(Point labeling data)
──────
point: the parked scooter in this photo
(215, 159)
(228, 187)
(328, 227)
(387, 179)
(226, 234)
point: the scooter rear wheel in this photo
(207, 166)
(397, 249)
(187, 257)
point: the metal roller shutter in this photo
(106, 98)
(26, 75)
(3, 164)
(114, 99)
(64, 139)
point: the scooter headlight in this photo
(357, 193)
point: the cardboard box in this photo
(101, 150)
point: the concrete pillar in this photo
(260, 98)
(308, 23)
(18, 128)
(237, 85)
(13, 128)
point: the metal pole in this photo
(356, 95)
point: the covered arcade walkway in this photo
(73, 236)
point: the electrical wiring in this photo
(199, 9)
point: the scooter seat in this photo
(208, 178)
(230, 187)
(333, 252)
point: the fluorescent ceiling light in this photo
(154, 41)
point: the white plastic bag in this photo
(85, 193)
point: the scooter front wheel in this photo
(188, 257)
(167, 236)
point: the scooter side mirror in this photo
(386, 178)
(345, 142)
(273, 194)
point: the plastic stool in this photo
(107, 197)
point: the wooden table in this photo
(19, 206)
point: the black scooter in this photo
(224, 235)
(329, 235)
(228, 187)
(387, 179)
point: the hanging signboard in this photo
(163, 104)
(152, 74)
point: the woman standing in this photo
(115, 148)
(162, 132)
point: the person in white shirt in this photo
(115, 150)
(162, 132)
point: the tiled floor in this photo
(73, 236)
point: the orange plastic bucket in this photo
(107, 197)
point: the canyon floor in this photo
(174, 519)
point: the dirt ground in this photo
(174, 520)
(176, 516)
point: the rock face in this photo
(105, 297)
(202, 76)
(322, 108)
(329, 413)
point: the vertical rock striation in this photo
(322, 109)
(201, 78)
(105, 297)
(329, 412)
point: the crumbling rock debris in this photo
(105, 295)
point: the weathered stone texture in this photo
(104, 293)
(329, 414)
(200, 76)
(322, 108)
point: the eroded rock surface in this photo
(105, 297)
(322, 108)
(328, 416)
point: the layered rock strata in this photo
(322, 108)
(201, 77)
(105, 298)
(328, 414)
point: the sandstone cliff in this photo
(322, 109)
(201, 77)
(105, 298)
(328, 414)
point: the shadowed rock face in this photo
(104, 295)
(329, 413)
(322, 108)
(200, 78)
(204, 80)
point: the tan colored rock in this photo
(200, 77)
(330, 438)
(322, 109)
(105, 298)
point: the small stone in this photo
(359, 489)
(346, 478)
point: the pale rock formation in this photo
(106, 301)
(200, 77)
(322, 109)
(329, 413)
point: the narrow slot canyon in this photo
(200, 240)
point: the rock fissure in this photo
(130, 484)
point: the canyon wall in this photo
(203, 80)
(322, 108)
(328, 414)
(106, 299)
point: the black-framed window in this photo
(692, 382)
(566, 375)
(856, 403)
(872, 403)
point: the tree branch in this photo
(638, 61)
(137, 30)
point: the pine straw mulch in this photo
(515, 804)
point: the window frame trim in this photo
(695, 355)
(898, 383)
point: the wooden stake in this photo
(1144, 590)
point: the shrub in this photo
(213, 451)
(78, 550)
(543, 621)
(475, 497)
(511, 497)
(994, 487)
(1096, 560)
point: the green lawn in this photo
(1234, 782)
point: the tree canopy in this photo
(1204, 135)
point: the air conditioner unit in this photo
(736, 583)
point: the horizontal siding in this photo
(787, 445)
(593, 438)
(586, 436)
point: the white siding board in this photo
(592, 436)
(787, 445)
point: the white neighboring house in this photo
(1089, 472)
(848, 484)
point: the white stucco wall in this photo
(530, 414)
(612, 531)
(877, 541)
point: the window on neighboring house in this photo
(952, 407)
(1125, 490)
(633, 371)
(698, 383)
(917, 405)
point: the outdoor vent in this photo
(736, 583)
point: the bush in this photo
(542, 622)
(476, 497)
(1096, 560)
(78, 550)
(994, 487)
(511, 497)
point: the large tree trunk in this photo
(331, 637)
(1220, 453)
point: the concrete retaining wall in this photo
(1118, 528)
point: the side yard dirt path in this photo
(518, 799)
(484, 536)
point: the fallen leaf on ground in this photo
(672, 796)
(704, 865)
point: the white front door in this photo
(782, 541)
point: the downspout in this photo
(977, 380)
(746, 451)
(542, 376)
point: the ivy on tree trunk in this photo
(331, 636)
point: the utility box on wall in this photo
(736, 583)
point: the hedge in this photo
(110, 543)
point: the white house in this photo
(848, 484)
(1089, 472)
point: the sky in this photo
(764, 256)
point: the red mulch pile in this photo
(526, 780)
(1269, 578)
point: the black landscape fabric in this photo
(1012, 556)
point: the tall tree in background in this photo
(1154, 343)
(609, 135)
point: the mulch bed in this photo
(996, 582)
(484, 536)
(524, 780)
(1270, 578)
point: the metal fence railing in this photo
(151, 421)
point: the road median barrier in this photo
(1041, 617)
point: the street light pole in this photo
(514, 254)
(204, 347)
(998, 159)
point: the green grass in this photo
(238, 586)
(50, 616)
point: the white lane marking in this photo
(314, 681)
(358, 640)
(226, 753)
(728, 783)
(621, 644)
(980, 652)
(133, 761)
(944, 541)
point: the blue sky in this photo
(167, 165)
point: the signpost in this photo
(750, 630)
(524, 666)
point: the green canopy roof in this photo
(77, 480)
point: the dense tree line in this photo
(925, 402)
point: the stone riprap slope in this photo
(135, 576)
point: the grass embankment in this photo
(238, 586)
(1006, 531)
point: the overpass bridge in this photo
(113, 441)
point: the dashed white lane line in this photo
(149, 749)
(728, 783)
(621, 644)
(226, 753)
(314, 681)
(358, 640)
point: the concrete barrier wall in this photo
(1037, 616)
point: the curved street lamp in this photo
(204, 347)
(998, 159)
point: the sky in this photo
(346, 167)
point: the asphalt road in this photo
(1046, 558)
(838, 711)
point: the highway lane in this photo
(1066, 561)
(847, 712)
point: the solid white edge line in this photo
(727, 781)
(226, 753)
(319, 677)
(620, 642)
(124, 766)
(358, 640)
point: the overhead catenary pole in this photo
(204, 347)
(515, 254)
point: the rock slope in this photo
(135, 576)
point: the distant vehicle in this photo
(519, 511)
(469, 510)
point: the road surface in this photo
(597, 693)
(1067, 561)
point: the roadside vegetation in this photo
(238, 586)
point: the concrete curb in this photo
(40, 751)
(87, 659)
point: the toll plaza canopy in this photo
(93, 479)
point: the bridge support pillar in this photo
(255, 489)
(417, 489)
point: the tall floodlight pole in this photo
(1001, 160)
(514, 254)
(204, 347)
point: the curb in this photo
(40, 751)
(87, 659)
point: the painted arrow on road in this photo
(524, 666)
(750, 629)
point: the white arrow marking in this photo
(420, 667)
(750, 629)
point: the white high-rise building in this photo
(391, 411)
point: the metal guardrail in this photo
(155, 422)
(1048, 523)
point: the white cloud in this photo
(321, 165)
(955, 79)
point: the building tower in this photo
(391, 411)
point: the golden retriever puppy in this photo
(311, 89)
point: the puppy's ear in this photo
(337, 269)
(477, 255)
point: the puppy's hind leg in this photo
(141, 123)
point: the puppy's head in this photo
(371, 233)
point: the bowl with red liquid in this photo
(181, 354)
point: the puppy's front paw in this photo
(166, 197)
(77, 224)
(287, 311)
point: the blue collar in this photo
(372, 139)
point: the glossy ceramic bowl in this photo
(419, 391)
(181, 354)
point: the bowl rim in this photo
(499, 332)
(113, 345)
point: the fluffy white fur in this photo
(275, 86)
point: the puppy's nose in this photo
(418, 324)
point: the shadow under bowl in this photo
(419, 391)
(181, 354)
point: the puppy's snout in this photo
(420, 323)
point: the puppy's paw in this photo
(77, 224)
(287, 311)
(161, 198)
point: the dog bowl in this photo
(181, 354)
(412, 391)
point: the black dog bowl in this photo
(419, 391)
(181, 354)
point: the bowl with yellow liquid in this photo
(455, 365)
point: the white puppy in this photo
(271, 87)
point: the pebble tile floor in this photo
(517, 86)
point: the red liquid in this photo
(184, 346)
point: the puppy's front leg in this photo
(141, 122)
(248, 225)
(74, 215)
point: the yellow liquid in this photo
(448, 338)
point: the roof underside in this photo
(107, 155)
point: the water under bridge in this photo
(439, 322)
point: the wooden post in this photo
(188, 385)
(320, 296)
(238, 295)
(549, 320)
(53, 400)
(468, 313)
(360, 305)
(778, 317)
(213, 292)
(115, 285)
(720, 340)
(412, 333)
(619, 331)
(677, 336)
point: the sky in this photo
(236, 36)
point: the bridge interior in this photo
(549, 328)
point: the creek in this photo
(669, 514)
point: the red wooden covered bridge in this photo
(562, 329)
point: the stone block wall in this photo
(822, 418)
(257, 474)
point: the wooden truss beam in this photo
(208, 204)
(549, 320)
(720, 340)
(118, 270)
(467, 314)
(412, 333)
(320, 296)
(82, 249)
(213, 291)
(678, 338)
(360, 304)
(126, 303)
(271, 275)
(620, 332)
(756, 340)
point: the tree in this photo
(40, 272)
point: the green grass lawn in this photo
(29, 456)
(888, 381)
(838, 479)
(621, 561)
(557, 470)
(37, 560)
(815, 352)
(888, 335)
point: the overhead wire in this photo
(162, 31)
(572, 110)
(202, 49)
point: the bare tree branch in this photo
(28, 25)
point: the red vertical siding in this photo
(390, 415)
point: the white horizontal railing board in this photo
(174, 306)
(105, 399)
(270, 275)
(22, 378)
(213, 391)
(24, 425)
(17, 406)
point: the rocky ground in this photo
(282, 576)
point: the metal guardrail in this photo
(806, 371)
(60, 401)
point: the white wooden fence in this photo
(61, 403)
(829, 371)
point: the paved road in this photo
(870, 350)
──────
WHAT YOU HAVE TO DO: Revise the data beginning at the line that has "point: the bush in this photo" and stopping after the line that has "(1270, 578)", putting "bark" wherever "mulch" appears and changing nothing else. Return only those lines.

CORRECT OUTPUT:
point: the bush in this photo
(542, 622)
(476, 497)
(1096, 560)
(78, 550)
(994, 487)
(511, 497)
point: the large tree trunk in this photo
(331, 637)
(1220, 453)
point: the concrete retaining wall in this photo
(1118, 528)
point: the side yard dirt path in this photo
(518, 799)
(484, 536)
point: the fallen leaf on ground in this photo
(672, 796)
(704, 865)
point: the white front door in this photo
(782, 541)
point: the downspout in this photo
(977, 380)
(746, 451)
(542, 376)
point: the ivy on tree trunk in this photo
(331, 636)
point: the utility box on wall in this photo
(736, 583)
point: the hedge in this photo
(110, 543)
point: the white house in this photo
(848, 484)
(1089, 472)
point: the sky in this photo
(764, 256)
point: the red bark pile in this photo
(526, 780)
(1269, 578)
point: the black landscape fabric in this photo
(1012, 556)
point: the tall tree in background in this photo
(1154, 343)
(609, 135)
point: the bark bed in this photo
(996, 582)
(484, 536)
(524, 780)
(1270, 578)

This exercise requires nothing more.